### Given request a
Name every video game title mentioned in the discussion of Red Dead Redemption below.

━━━━━ Passage given ━━━━━

Shooting from horseback... that was bad design, though.

I read your complaint about this in your review, but you don't need to have the A or X button continually depressed to maintain speed. Once you're at a clip, you can just hit the button every few beats to keep going; in fact, if you hit it rhythmically instead of holding it down, your horse moves notably faster and the pause between presses allows time for stamina to regenerate. Anyway, I didn't find aiming and shooting between button presses to be all that difficult, and if you're hitting the button while aiming away from the direction of the horse, as long as you're on a road, the horse will stick to that road without you having to direct it. So I actually found the horseback shooting to be relatively well done.

The improvement is not monotonic.

First, I was only talking about their open-world games; I don't enjoy racing games or rail shooters for the most part, so I tend to skip those. Second, I enjoyed GTA IV much more than GTA III (which I hated), so for me it has seemed to be a relatively steady improvement. I agree with you that Bully was awesome, though.
posted by Errant at 10:38 AM on June 3, 2010


This paragraph from the Slate review perhaps more eloquently says what I was trying to:

Again and again, Red Dead Redemption persuaded me to follow its lead. John Marston is not a video-game You. He's a particular kind of man with a particular set of values—he respects women, he's willing to kill but doesn't do it lightly, he doesn't like looting corpses for bullets and pocket change—that are revealed over time. While the writing in Red Dead Redemption is at times overly broad (the oversexed Mexican bandits who exclaim Andale! upon dying come to mind), it is also consistently smart, and the characterizations are surprisingly, and refreshingly, indirect. The game assumes its players are smart, too, and that they're paying attention. (The marital status of one early character is revealed merely by the use of the word Miss.) As a result, when Marston did something I found unexpected—like burning down a peasant village at the behest of the Mexican army, or procuring young women for a corrupt colonel, or spitting on a man, or beating another one in the face—I found myself thinking, I didn't realize he would do that, rather than, I wouldn't have done that.

━━━━━ Provided data ━━━━━

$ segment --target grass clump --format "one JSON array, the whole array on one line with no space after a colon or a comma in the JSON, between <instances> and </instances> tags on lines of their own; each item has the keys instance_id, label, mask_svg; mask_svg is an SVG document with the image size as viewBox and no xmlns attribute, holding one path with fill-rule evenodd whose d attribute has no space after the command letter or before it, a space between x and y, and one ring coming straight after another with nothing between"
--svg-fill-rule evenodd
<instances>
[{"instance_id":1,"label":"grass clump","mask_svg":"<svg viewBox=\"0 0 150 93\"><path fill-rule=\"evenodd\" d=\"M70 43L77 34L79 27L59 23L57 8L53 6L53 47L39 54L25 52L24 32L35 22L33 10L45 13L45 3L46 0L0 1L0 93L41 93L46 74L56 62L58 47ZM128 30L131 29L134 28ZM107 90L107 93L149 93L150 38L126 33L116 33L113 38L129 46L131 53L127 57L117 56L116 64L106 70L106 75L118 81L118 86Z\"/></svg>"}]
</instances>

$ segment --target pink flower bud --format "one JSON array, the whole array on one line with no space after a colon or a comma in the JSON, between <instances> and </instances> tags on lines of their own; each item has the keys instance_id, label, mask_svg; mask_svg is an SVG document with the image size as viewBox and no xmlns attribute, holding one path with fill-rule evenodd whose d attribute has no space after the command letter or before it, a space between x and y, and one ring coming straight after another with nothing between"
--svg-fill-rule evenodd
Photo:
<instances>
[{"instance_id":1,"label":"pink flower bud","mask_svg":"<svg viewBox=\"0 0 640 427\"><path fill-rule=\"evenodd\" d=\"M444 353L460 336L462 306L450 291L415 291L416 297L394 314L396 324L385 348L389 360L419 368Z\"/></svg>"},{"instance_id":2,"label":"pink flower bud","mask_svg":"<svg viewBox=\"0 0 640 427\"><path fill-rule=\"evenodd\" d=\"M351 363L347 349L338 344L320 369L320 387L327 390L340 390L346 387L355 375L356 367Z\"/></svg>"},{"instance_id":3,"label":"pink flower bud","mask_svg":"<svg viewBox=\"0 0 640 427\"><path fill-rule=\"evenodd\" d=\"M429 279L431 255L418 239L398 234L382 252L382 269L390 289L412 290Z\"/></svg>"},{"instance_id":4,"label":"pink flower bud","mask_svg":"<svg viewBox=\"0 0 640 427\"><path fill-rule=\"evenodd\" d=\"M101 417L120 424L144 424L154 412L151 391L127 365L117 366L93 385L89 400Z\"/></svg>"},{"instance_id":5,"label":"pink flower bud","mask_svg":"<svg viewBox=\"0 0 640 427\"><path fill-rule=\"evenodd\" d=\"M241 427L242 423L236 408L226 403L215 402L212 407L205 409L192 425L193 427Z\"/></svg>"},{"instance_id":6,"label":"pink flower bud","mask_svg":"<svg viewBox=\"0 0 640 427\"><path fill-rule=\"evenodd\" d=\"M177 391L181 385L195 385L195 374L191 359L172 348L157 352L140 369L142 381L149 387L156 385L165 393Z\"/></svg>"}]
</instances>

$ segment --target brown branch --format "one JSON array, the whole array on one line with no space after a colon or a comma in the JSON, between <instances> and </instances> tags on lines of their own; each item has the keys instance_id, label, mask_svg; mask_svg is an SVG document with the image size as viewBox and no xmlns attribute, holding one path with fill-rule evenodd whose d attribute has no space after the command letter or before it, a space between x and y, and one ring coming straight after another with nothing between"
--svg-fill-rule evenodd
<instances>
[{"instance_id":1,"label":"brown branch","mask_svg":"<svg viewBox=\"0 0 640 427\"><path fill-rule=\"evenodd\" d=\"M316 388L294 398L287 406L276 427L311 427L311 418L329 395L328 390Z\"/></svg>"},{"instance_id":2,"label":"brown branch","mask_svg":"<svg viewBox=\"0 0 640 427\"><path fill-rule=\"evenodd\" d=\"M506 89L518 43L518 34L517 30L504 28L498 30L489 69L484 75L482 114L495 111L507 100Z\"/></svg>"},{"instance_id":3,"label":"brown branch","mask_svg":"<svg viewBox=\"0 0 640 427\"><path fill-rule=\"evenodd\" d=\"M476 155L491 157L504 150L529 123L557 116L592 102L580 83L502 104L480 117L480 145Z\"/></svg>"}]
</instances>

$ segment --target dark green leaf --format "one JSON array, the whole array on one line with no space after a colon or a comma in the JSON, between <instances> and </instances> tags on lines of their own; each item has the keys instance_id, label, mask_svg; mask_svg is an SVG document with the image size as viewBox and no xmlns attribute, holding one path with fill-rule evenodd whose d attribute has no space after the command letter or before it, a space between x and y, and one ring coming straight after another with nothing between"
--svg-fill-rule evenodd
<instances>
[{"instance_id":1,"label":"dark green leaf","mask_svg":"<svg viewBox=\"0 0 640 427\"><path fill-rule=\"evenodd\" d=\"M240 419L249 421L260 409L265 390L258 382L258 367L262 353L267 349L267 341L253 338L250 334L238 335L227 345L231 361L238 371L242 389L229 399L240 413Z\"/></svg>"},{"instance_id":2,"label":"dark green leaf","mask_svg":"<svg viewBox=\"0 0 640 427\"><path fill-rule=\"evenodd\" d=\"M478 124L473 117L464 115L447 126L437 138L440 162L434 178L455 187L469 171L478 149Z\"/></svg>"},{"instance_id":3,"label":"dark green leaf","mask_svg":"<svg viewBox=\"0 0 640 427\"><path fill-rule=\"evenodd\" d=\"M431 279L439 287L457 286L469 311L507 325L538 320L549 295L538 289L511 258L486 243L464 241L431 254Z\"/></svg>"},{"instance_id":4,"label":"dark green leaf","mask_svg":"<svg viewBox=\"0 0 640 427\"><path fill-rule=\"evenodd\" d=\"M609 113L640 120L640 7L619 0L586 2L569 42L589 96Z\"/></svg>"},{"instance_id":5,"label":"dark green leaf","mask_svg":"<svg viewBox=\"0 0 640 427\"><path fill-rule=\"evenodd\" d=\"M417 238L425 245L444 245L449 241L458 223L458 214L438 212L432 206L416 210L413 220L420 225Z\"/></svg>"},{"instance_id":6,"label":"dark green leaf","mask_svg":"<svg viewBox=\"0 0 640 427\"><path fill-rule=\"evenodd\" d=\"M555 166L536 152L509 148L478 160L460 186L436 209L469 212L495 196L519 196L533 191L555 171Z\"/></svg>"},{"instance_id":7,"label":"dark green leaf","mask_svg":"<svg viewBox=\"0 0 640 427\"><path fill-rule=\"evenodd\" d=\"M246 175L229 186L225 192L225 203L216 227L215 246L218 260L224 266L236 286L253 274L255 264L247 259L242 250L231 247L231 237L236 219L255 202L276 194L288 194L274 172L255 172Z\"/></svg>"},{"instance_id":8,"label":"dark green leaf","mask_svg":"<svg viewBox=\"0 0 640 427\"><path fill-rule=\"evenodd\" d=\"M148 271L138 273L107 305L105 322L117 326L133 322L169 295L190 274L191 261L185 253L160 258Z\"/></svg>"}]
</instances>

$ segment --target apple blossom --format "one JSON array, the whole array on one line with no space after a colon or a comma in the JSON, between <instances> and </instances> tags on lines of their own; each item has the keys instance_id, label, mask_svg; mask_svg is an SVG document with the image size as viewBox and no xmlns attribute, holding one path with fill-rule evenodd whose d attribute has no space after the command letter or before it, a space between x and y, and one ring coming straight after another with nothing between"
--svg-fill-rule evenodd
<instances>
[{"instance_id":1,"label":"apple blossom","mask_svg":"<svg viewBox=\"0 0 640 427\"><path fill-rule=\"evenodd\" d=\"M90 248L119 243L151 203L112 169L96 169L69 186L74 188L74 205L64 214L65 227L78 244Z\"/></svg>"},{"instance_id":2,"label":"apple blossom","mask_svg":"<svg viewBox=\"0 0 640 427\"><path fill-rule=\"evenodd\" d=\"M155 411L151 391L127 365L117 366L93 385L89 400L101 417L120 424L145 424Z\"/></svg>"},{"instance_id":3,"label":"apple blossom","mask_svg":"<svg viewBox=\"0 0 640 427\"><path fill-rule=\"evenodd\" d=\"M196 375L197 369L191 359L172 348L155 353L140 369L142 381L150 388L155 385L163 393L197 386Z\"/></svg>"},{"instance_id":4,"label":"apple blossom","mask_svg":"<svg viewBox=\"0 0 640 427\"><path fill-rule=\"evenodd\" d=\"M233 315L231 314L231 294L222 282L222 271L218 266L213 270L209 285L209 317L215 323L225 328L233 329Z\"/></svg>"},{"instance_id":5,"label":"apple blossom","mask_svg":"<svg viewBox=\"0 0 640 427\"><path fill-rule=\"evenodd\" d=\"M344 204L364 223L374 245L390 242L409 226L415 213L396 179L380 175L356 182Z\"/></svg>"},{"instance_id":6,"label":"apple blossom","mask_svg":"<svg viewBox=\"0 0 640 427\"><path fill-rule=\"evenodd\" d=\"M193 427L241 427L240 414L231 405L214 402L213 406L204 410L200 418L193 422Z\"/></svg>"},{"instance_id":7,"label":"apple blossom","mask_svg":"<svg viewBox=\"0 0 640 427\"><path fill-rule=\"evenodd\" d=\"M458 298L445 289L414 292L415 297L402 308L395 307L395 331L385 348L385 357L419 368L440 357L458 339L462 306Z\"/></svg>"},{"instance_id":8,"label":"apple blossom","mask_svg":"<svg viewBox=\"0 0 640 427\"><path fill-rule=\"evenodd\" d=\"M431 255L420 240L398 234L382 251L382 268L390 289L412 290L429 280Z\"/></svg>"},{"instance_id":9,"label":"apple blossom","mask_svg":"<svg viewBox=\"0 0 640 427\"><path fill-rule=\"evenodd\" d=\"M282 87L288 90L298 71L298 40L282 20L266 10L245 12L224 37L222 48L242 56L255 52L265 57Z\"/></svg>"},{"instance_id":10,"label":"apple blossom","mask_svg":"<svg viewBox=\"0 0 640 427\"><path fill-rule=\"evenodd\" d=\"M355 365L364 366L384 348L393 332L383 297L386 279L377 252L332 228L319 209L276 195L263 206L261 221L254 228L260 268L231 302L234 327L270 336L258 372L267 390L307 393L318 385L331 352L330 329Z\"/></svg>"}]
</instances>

━━━━━

### Given request b
Pull out each line of the records above that contains the word "brown".

### Exercise answer a
Red Dead Redemption, GTA IV, GTA III, Bully

### Exercise answer b
$ segment --target brown branch --format "one JSON array, the whole array on one line with no space after a colon or a comma in the JSON, between <instances> and </instances> tags on lines of their own; each item has the keys instance_id, label, mask_svg; mask_svg is an SVG document with the image size as viewBox and no xmlns attribute, holding one path with fill-rule evenodd whose d attribute has no space after the command letter or before it, a space between x and y, and one ring coming straight after another with nothing between"
[{"instance_id":1,"label":"brown branch","mask_svg":"<svg viewBox=\"0 0 640 427\"><path fill-rule=\"evenodd\" d=\"M316 388L294 398L287 406L276 427L311 427L311 418L329 395L328 390Z\"/></svg>"},{"instance_id":2,"label":"brown branch","mask_svg":"<svg viewBox=\"0 0 640 427\"><path fill-rule=\"evenodd\" d=\"M506 89L518 43L518 34L517 30L504 28L498 30L489 69L484 75L482 114L495 111L507 100Z\"/></svg>"},{"instance_id":3,"label":"brown branch","mask_svg":"<svg viewBox=\"0 0 640 427\"><path fill-rule=\"evenodd\" d=\"M476 155L491 157L504 150L529 123L557 116L592 102L580 83L502 104L480 117L480 145Z\"/></svg>"}]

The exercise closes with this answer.